(Text provided)
To make informed decisions on marketing spend, businesses need to understand how each advertising channel influences sales. The relationship between marketing spend and sales is complex, with many factors at play. By fitting a linear regression model to the data, we can estimate how changes in the marketing budget for each channel influence sales. This helps identify which channels yield the highest sales per dollar spent and provides a framework for making more informed budget allocation decisions. For instance, the model might show that spending on TV ads yields the highest return on investment, while spending on social media or radio could be less effective, guiding future budget allocations.

Having identified effective channels, it is important to ensure the accuracy and reliability of the predictions. R² and Mean Squared Error are measures of the model’s performance. R² score, in particular, indicates how well the model explains the variance in sales based on marketing spend, with a higher score suggesting that the model can predict sales more accurately. On the other hand, the Mean Squared Error (MSE) measures the average squared difference between predicted and actual sales, helping to assess the quality of the predictions — lower MSE values indicate a better fit of the model to the data.

(Extracted data)
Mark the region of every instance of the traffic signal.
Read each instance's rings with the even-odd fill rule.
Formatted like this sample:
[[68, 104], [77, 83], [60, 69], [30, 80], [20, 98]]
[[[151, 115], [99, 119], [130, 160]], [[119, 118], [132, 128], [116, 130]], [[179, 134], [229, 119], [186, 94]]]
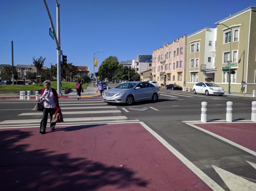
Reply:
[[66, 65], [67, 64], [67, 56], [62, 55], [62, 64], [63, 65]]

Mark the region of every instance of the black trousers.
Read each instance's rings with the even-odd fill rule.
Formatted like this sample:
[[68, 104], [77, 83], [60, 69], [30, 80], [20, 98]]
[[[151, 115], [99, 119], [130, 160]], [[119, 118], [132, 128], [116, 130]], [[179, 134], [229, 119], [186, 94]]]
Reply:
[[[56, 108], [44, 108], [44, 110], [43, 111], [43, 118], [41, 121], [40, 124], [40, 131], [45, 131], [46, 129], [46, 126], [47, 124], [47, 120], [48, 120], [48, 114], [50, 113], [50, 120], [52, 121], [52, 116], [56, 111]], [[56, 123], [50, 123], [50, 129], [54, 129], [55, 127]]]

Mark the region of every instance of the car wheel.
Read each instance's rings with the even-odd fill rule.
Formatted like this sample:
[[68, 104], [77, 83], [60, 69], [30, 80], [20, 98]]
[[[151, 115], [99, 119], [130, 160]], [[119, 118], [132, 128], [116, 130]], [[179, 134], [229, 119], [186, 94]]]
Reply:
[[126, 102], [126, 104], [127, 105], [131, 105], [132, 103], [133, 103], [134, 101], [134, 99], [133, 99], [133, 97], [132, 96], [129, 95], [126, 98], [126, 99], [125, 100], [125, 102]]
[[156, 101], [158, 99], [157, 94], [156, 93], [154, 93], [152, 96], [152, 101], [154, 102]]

(Tasks to carry out)
1. Which advertising channels does the marketing regression text mention by name?
2. Copy the records from their first line through the line that contains "64], [63, 65]]", including both of those lines. Leave the pictures out of your copy.
The text and the records come from unrelated sources.

(Completed exercise)
1. TV ads, social media, and radio.

2.
Mark the region of every instance of the traffic signal.
Read each instance's rings with the even-odd fill rule.
Formatted like this sample:
[[68, 104], [77, 83], [60, 69], [30, 80], [20, 98]]
[[[151, 115], [99, 119], [130, 160]], [[119, 118], [132, 128], [116, 130]], [[179, 134], [229, 119], [186, 94]]]
Reply:
[[66, 65], [67, 64], [67, 56], [62, 55], [62, 64], [63, 65]]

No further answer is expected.